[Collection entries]
+ + + + +
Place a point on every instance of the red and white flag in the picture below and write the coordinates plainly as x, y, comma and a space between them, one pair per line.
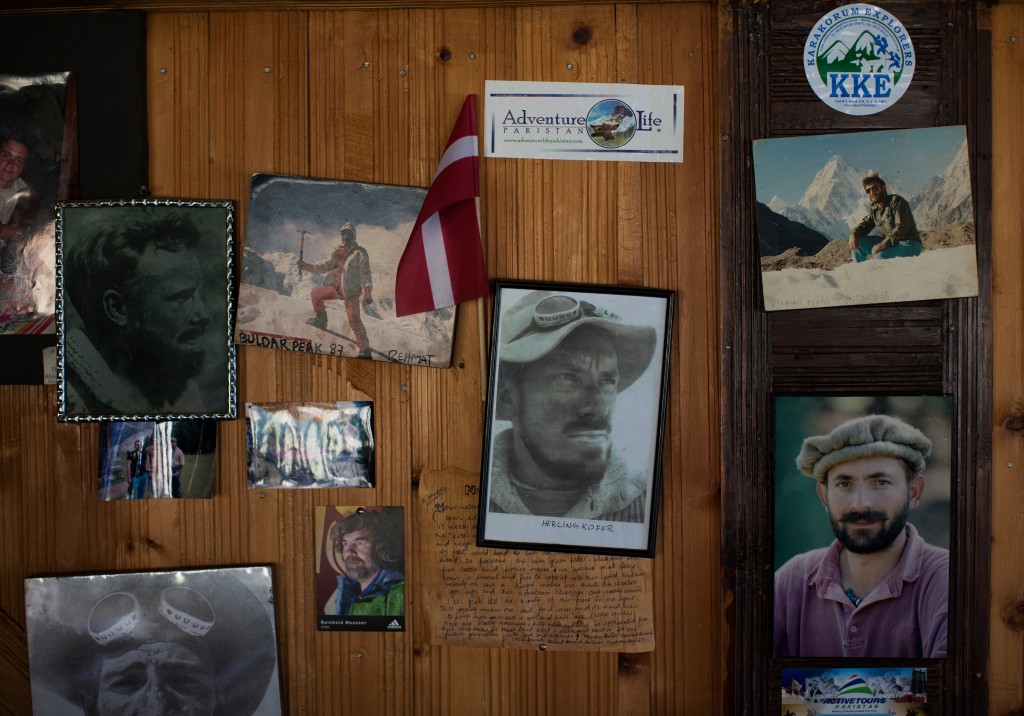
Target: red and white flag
442, 263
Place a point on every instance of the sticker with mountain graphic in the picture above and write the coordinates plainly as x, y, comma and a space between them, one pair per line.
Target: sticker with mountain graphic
895, 690
858, 58
865, 217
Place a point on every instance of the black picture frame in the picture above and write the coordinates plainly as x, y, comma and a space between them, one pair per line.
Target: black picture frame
564, 427
144, 333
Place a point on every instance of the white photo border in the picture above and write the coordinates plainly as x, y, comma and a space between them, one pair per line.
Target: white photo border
640, 411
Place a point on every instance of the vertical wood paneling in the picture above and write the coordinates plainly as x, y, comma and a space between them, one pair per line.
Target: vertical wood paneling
1006, 663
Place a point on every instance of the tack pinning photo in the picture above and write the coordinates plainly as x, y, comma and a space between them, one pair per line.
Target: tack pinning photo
318, 272
865, 217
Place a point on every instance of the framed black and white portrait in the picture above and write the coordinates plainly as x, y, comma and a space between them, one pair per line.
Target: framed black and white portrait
143, 310
576, 417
+ + + + +
*WRITTEN PROBLEM*
Retype all of the rows above without changing a word, and leave the pictures out.

*SOLVED EXERCISE*
Place a point on every instance of the red and white flag in the picture below and write the coordinates plainly as x, y, comma and a space between them, one pair per line.
Target: red and white flag
442, 263
Place a point on every instance of the sticker with mountain graphic in the picture above and write the coordinates plainly as x, y, comma and a space between them, one pair per line.
Target: sticker with mountain graphic
895, 690
858, 58
865, 217
Place a point on every instance of the black picture frame in the picture above and write the coordinates plainly as x, y, comma and a space between them, one pair per line.
Target: black picture frame
564, 427
144, 333
Place a point on every instance of the white photo border in the picture above and write the coordinates plainly as x, y, comma and a space between them, one pair per line.
Target: white photo border
640, 411
Place a point on every instance of the vertical wood paneling in the picture above and write the coordinates plainly as x, y, comma and a space between them, one pair per line.
Target: vertical wood paneling
1006, 663
Place a point on every instance of the tack pinning photo in the picture above and write the coordinates plainly as x, y, comma and a space between them, one pair per line.
Target: tack pinning photo
318, 272
865, 217
Place a point on every instance of the framed black and white portrait in the picture above and write the coordinates plainly as x, y, comma and a space between them, one pair per line.
Target: framed black and white portrait
143, 310
576, 417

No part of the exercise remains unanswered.